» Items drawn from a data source

↓

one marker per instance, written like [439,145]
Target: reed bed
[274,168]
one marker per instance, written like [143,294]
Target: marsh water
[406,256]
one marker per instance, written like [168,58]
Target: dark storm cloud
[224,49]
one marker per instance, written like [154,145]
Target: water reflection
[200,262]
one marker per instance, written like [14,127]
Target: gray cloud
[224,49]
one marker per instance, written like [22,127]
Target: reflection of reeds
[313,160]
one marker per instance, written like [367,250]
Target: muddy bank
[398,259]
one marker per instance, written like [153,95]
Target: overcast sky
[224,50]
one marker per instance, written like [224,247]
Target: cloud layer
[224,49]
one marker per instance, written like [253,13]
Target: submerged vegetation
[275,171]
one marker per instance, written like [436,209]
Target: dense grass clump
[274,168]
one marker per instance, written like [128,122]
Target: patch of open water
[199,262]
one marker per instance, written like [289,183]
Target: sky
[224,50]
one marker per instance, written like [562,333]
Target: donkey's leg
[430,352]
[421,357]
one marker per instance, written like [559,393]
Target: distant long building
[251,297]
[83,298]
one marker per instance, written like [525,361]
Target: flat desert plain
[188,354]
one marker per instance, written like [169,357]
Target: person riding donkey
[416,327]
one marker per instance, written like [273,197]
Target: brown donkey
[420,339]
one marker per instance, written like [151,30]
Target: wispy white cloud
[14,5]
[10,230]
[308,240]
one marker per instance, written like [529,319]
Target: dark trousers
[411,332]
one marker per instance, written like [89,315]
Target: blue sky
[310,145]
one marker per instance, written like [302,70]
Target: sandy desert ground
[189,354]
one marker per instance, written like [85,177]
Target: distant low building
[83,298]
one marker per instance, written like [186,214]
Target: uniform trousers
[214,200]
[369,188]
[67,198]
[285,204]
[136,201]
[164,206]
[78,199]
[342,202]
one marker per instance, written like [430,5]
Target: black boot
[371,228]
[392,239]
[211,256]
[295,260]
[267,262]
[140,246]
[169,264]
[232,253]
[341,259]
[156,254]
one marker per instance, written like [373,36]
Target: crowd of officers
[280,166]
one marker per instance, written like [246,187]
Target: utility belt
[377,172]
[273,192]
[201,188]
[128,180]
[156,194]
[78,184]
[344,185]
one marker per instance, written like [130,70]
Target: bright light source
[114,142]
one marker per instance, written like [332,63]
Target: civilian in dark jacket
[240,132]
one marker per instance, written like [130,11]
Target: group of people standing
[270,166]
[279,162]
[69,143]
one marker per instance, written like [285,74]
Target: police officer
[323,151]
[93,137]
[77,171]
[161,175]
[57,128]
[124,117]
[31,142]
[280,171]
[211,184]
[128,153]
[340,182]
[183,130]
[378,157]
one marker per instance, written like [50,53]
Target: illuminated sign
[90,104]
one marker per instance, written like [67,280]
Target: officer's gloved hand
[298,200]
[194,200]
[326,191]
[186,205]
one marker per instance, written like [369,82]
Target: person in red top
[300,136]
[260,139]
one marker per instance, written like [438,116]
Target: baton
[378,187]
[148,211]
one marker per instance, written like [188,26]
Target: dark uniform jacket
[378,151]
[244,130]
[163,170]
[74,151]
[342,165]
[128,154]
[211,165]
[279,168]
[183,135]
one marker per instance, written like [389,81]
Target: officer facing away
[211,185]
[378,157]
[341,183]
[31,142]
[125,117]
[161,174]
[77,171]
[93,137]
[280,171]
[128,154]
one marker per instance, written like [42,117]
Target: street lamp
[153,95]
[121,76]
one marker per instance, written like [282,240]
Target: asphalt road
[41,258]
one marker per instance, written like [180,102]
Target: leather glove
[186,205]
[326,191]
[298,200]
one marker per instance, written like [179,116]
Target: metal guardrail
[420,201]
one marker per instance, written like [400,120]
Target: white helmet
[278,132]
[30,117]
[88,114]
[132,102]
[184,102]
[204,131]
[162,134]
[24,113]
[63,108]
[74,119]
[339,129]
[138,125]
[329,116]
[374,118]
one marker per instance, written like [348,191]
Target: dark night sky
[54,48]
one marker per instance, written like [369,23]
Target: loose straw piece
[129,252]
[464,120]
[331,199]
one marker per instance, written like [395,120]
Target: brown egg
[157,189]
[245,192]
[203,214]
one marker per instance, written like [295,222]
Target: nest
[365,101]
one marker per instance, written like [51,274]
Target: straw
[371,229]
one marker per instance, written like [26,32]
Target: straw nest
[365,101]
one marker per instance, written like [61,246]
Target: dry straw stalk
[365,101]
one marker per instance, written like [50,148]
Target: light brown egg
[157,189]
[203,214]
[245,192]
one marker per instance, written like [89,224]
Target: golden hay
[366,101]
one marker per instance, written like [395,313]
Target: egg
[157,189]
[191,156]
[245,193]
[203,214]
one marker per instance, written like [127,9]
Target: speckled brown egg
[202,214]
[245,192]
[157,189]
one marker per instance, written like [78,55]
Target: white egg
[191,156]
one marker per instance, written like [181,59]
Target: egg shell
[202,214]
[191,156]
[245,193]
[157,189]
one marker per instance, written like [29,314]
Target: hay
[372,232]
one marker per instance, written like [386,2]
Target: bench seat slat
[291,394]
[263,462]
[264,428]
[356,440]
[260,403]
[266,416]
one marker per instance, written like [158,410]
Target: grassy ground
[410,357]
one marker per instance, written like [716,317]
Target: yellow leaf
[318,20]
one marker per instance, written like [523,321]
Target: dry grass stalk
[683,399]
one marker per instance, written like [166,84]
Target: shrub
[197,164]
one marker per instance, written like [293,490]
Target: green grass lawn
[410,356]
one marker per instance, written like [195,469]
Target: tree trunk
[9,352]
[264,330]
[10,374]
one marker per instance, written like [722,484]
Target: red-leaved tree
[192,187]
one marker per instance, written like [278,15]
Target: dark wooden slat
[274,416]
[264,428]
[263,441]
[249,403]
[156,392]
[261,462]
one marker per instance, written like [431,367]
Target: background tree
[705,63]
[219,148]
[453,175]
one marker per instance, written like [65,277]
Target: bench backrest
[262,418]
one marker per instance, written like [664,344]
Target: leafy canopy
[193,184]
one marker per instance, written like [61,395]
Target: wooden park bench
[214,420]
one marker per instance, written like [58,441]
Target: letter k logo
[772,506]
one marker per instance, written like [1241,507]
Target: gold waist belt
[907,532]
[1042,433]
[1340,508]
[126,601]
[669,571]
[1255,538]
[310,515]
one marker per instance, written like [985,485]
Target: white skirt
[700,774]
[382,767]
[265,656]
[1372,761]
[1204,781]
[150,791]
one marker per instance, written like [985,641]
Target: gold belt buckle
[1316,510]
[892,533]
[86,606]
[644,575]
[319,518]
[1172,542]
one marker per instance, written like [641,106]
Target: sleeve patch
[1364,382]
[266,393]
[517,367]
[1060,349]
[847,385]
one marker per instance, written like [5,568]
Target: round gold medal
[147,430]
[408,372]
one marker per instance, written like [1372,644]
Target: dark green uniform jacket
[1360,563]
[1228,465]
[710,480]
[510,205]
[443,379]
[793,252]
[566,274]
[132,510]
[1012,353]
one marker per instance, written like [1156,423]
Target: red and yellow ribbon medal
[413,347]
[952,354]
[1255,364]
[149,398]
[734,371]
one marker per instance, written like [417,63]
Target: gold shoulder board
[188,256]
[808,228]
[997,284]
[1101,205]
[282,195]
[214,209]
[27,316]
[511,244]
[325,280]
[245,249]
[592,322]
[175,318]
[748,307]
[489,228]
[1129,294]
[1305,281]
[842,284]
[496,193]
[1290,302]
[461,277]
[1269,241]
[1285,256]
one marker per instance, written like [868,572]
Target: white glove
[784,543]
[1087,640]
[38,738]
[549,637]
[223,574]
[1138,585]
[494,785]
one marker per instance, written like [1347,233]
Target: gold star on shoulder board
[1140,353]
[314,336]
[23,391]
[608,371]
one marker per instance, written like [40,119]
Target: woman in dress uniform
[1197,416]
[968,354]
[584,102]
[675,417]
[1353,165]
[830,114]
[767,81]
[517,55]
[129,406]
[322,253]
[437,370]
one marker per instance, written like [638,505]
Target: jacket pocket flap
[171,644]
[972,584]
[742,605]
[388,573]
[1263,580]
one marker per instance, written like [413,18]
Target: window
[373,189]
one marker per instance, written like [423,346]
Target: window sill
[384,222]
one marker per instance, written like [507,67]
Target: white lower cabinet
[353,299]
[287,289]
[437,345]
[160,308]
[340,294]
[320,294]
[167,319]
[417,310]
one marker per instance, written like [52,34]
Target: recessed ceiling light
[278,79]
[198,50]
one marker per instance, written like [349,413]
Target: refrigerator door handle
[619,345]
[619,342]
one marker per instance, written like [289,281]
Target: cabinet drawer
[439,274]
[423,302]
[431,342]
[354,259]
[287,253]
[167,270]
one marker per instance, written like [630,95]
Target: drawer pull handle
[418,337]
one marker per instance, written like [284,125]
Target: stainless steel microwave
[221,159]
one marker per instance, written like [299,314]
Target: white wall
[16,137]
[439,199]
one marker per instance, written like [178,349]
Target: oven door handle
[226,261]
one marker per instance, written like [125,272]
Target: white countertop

↑

» Exercise instructions
Copy out, without any change, every line from the one containing "one marker per instance, written like [40,119]" through the last line above, including both of those lines.

» Written response
one marker per instance, written like [40,119]
Target: woman in dress uniform
[1197,416]
[968,354]
[584,102]
[675,417]
[1353,165]
[830,114]
[767,81]
[517,55]
[129,406]
[322,253]
[437,370]
one marker per instance, written like [638,505]
Target: jacket pocket flap
[171,644]
[972,584]
[742,605]
[388,573]
[1263,580]
one marker per instance, written like [413,18]
Target: window
[373,189]
one marker per instance, written like [423,346]
Target: window sill
[384,222]
one marker per instance, written like [507,67]
Target: white lower cabinet
[353,299]
[287,289]
[437,345]
[160,308]
[340,294]
[320,294]
[167,319]
[417,310]
one marker per instance, written like [52,34]
Target: recessed ceiling light
[278,79]
[198,50]
one marker per instance, written like [349,413]
Target: refrigerator door handle
[619,345]
[619,342]
one marker per instance, written like [289,281]
Target: cabinet drawer
[439,274]
[423,302]
[431,342]
[354,259]
[287,253]
[167,270]
one marker per instance, written like [630,95]
Target: drawer pull handle
[418,337]
one marker per instance, written like [284,125]
Target: stainless steel microwave
[221,159]
one marker per instance, written like [299,314]
Target: white wall
[16,137]
[439,199]
one marker per instance, written like [178,349]
Target: oven door handle
[226,261]
one marker per instance, written like [125,272]
Target: white countertop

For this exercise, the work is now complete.